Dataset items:
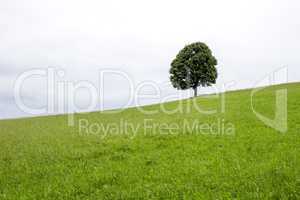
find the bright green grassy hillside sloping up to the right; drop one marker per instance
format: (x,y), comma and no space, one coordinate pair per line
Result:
(43,158)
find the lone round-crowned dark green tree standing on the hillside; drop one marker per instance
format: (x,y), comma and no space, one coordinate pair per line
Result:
(193,66)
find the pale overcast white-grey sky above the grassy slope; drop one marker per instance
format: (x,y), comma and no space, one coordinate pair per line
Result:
(124,48)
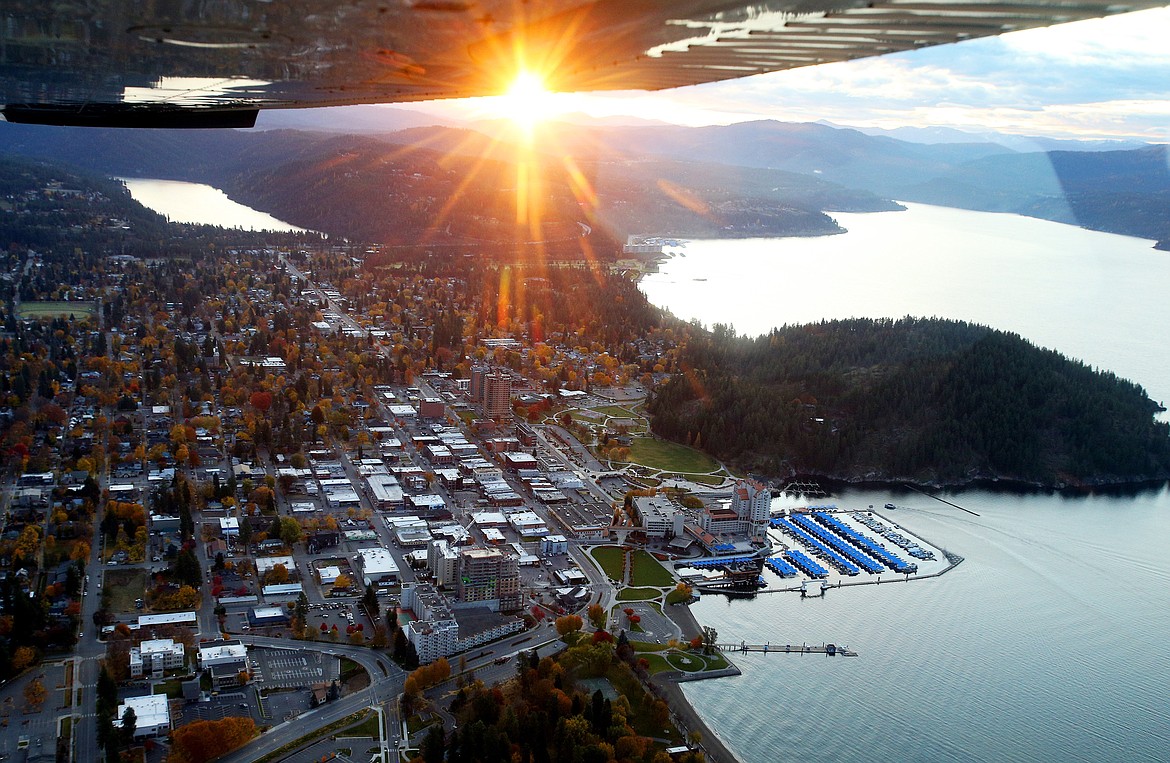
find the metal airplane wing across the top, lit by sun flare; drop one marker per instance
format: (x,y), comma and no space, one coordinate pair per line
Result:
(189,64)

» What is needed
The answer must consist of the entries above, reproduced word for word, without any pictures.

» Reply to the exercise
find the bright green grassy hillside sloping up to the right; drop one marker per instance
format: (x,y), comma and no space, one coordinate pair per line
Result:
(43,158)
find the lone round-crowned dark green tree standing on the hillside; drop one marker per instance
format: (x,y), comma and no space, one coordinate pair per line
Result:
(193,66)
find the pale overcast white-grey sky above the grassy slope; drop one marker per instance
format: (x,y), comma and no space, one coordinate pair per line
Result:
(124,48)
find the metal airplane wing across the top, lit by sun flare; drop one marker per instance
format: (x,y), comma and no space, one coordinate pair per line
Result:
(189,64)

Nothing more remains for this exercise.